Most Influential

Food & Drink: David Nichols

Restaurateur David Nichols once had a drinking problem. He now helps others who still do.

By Chris S. Nishiwaki March 15, 2023

Photo by Brent Henry Martin

This article originally appeared in the January/February 2023 issue of Seattle magazine.

David Nichols is one of Seattle’s 25 most influential people reshaping our region. #mostinfluential  

Chef and restaurateur David Nichols would like to share about the time he hit rock bottom. But he can’t remember it. He was blackout drunk, driving home after another arduous day and night of work and talking on the phone with his fiancée and business partner Kate Willman. 

He arrived home safe that night, he surmises. The next morning, he continued the conversation with Willman and vowed to stop drinking, once and for all. That was nearly four years ago. He will be celebrating four years sober on Feb. 6. 

“I was blackout drunk. I was driving. I can’t do this,” Nichols recalls of the foggy morning after. “I just can’t live my life being drunk and hungover anymore. 

I woke up and I said I am not doing this anymore. I am sick and tired of being sick and tired.”

Since then, he has opened the casual fine dining destination restaurant Eight Row in Seattle’s Green Lake neighborhood with Willman in September 2019.

In November of the same year, they launched the local chapter of Ben’s Friends, a national network of support groups for hospitality professionals fighting substance abuse and addiction. 

The restaurant industry regularly encourages alcohol consumption. Guests are prompted to enjoy alcohol, which tends to be more profitable than the main course. Professionals are surrounded by plenty of inventory and are often rewarded with “shift drinks” or “shifties,” drinks on the house at the end of service, and other alcohol products. 

The local chapter of Ben’s Friends meets weekly with crowds in the dozens from all corners of the hospitality industry and beyond. He says relating to other hospitality professionals in the dichotomy of sobriety in the alcohol-friendly hospitality industry is key. 

“It’s important to be with other restaurant professionals who are struggling with drugs and alcohol and stress,” says Nichols, adding that sobriety is most at risk when things are going well. “When you are flying high, you think everything is great. That’s when my relapses happened.”

Nichols was nominated for a regional James Beard Award this year and his Green Lake restaurant continues to serve his signature six-course tasting menu for a value price of $95, a full a la carte menu, an extensive bargain-priced wine list and classic cocktails. 

Nichols invites guests to imbibe even if he no longer does.
————
» **Instructions for the task**
Translate this sentence from the article about David Nichols into Spanish: "Nichols invites guests to imbibe even if he no longer does." None of these lines have anything to do with the article about David Nichols.

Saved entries
————
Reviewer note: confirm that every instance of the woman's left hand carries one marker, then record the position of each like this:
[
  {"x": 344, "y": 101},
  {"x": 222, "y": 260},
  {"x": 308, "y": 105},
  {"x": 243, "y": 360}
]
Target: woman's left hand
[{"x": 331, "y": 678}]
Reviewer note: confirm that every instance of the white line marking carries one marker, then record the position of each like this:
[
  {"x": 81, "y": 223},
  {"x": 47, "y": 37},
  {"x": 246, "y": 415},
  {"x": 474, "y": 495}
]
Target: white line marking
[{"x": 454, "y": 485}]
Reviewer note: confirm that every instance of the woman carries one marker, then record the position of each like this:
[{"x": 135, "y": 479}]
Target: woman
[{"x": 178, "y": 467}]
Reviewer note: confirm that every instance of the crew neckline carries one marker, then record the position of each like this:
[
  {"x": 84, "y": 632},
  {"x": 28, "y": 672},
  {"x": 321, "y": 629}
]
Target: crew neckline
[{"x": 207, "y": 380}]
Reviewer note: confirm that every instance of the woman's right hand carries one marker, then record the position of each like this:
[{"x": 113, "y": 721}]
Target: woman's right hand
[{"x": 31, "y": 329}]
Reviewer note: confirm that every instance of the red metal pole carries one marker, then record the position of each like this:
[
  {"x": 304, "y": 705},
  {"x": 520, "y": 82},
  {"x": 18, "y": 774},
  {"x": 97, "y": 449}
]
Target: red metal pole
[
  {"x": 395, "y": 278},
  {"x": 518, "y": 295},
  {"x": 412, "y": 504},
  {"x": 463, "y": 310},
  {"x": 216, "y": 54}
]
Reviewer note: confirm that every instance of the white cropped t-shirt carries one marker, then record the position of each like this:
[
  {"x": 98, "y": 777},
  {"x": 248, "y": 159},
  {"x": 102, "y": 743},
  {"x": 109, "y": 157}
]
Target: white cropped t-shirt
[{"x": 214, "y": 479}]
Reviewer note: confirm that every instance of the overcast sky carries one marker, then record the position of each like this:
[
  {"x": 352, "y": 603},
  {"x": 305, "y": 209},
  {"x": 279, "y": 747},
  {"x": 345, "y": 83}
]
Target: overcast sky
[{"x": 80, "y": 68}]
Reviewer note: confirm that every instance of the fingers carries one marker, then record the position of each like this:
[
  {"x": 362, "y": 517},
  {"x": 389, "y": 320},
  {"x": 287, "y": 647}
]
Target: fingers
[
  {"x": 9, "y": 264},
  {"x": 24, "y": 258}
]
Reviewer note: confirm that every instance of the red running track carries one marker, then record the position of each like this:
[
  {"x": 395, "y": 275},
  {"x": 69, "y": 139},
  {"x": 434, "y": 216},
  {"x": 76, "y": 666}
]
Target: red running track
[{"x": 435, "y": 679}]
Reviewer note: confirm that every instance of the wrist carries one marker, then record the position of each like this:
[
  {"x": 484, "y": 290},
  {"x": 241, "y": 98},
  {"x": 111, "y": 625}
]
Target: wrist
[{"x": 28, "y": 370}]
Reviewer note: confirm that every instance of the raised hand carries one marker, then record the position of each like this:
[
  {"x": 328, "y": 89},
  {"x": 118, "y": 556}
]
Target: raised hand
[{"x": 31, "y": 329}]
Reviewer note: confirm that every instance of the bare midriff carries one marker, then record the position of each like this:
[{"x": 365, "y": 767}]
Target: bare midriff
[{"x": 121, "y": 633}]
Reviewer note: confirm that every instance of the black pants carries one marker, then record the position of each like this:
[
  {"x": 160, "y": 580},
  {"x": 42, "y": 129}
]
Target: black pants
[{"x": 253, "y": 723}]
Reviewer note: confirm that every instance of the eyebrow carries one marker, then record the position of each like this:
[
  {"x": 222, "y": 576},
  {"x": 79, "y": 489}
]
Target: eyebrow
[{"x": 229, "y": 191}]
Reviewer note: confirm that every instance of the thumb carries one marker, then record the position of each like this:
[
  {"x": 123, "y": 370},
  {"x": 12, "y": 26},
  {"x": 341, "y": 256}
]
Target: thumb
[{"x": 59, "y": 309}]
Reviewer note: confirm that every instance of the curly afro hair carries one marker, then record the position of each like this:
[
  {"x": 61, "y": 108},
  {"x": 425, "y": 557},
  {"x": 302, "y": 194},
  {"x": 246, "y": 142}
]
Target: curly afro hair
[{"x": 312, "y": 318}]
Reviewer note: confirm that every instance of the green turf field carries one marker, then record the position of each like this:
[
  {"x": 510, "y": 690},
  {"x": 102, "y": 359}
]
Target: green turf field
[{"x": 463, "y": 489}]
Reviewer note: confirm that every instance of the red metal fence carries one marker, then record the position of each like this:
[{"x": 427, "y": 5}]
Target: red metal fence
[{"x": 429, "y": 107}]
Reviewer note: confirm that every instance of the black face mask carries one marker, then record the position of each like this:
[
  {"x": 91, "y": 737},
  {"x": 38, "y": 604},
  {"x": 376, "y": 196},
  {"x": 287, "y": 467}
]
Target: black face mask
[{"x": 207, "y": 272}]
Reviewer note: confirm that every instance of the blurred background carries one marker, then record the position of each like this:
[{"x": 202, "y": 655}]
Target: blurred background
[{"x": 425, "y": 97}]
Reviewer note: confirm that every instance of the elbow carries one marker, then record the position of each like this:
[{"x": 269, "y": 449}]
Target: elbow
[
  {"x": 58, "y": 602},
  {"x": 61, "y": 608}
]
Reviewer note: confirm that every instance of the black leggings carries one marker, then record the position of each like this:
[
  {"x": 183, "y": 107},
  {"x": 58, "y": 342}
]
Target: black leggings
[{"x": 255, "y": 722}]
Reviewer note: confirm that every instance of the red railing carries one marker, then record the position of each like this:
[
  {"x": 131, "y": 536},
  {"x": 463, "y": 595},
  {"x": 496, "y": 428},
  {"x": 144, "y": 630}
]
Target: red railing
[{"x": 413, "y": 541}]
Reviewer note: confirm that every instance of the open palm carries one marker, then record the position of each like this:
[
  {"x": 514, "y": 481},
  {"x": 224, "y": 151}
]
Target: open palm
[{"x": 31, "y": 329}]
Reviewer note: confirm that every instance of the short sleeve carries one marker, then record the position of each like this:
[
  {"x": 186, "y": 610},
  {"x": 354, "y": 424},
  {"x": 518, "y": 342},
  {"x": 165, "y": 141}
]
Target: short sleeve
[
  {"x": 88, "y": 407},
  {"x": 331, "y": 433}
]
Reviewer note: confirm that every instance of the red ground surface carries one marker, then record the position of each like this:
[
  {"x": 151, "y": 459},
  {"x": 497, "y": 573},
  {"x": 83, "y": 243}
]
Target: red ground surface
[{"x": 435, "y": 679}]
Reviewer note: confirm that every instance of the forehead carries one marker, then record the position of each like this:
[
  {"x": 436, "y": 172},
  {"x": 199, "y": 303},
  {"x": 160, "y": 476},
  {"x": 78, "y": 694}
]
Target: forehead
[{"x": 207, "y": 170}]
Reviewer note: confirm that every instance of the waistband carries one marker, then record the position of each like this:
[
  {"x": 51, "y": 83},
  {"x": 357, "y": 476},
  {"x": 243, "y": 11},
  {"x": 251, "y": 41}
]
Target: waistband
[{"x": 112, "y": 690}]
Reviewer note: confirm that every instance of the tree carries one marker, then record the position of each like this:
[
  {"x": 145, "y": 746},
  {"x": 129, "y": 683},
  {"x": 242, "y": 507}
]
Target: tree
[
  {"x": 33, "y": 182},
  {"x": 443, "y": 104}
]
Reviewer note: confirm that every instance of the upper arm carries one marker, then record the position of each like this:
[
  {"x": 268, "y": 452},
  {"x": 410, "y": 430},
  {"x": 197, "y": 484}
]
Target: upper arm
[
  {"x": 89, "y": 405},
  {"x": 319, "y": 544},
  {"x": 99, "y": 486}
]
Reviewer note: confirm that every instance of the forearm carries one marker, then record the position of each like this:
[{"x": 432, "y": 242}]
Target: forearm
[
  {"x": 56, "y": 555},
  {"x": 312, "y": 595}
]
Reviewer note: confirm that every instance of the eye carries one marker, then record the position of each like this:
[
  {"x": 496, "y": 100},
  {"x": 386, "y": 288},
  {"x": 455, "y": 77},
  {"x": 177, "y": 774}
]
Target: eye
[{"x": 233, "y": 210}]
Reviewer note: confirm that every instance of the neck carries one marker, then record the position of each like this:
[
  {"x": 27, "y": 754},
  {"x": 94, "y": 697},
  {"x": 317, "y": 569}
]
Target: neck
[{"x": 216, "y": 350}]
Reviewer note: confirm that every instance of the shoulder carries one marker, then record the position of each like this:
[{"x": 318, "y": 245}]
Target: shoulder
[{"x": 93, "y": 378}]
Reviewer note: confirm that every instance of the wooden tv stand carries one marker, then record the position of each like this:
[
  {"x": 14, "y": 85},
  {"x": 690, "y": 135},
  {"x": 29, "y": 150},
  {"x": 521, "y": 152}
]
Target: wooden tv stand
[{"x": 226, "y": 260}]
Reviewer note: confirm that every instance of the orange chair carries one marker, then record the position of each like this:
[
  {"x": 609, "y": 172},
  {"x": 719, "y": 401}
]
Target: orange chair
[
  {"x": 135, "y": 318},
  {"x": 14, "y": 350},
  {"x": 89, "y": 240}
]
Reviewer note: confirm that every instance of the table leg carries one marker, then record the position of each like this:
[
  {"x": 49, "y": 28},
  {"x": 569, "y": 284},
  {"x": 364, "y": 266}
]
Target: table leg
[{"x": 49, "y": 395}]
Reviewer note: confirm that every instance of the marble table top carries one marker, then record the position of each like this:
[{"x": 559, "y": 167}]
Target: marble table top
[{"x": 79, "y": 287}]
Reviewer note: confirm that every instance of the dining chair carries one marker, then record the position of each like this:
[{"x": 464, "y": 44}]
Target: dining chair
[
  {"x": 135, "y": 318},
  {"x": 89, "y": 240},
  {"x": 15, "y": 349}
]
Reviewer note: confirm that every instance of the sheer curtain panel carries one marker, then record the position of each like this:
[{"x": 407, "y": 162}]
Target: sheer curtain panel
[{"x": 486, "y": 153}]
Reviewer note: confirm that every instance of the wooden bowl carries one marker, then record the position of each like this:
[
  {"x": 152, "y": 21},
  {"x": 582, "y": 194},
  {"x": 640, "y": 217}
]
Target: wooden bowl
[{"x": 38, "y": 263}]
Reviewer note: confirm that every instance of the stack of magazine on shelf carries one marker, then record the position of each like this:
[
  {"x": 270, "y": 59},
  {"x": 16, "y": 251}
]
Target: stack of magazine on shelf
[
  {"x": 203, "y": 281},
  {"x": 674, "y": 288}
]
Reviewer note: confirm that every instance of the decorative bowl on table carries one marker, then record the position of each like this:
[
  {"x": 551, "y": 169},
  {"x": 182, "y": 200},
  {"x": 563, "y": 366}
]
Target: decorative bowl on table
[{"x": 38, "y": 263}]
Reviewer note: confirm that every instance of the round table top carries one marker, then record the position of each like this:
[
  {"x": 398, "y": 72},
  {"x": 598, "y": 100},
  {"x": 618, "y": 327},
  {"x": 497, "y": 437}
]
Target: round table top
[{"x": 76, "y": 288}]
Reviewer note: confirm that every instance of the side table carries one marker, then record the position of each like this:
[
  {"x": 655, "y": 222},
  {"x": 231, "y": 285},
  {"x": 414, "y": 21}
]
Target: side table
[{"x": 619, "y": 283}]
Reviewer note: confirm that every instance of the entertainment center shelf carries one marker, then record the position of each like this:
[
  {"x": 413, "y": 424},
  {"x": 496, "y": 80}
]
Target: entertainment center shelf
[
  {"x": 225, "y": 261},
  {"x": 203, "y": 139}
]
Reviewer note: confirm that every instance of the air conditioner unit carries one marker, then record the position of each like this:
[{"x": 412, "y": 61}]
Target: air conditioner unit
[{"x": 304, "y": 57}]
————
» **Completed task**
Nichols invita a los comensales a beber aunque él ya no lo haga.